Starting at the line that has "x=467, y=931" and stopping after the line that has "x=700, y=293", reproduce the listing below exactly; omit everything else.

[Start of Attachment]

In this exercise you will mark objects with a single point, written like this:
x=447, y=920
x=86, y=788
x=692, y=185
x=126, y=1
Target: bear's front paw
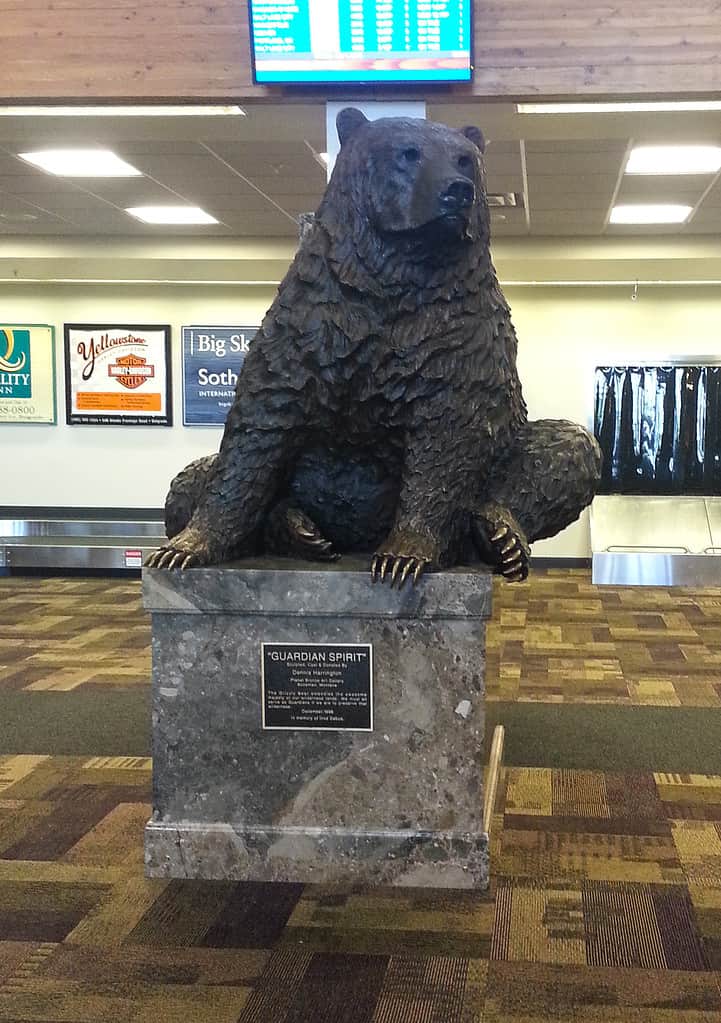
x=183, y=551
x=501, y=541
x=512, y=553
x=405, y=552
x=389, y=566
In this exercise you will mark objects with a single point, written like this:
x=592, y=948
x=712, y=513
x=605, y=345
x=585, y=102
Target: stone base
x=315, y=855
x=401, y=804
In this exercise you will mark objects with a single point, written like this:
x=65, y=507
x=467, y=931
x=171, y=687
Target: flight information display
x=326, y=41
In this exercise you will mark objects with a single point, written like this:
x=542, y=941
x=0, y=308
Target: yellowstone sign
x=118, y=375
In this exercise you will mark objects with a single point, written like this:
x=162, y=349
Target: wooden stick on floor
x=494, y=769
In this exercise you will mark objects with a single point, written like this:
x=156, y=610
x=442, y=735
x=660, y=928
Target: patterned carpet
x=605, y=901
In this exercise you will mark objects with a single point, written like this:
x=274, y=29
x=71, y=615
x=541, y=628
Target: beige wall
x=564, y=332
x=106, y=466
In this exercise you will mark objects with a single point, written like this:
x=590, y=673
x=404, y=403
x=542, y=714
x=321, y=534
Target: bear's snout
x=457, y=195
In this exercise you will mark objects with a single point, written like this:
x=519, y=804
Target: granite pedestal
x=401, y=804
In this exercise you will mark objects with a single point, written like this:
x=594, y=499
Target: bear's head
x=410, y=176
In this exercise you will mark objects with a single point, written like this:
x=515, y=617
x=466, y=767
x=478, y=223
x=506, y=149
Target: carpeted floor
x=605, y=902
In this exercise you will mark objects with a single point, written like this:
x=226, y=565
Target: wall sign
x=317, y=685
x=27, y=373
x=118, y=374
x=212, y=360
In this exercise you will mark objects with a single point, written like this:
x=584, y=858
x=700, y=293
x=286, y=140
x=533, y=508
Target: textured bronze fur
x=379, y=405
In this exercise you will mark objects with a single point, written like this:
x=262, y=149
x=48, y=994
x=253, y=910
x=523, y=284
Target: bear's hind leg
x=289, y=532
x=536, y=489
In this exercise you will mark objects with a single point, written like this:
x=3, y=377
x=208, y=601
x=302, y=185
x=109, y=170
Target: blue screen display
x=325, y=41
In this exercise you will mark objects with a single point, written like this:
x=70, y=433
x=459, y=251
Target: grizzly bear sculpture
x=378, y=408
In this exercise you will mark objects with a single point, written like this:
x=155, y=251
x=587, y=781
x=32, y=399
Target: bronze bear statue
x=379, y=408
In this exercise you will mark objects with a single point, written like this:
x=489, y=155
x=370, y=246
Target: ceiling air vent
x=505, y=199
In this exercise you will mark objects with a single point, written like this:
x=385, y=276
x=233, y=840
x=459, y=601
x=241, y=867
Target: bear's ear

[End of Attachment]

→ **Answer to this task**:
x=467, y=931
x=171, y=687
Target: flight information display
x=326, y=41
In this exercise you will mark objects with a single point, written like this:
x=542, y=941
x=0, y=308
Target: yellowstone sign
x=118, y=375
In this exercise you will mark objects with a single point, written like this:
x=162, y=349
Target: wooden stick on floor
x=494, y=769
In this exercise you will mark objects with a single point, written like this:
x=156, y=610
x=442, y=735
x=660, y=928
Target: patterned carpet
x=605, y=901
In this exercise you will mark objects with a single point, written like this:
x=274, y=29
x=71, y=615
x=541, y=628
Target: beige wall
x=564, y=332
x=106, y=466
In this exercise you will mark objects with a single point, written like this:
x=590, y=673
x=404, y=403
x=542, y=714
x=321, y=534
Target: bear's snout
x=457, y=195
In this exercise you will mark objects with a single point, written like this:
x=519, y=804
Target: granite pedestal
x=401, y=804
In this exercise you will mark objects with a single point, written like this:
x=594, y=499
Target: bear's head
x=410, y=176
In this exercise you will mark objects with a single point, written like this:
x=515, y=617
x=466, y=767
x=478, y=223
x=506, y=149
Target: carpeted floor
x=605, y=902
In this exercise you will mark objects with a single point, written like this:
x=226, y=565
Target: wall sign
x=317, y=685
x=27, y=373
x=118, y=374
x=212, y=360
In this exercise you will mark objects with a single point, written like this:
x=584, y=858
x=700, y=293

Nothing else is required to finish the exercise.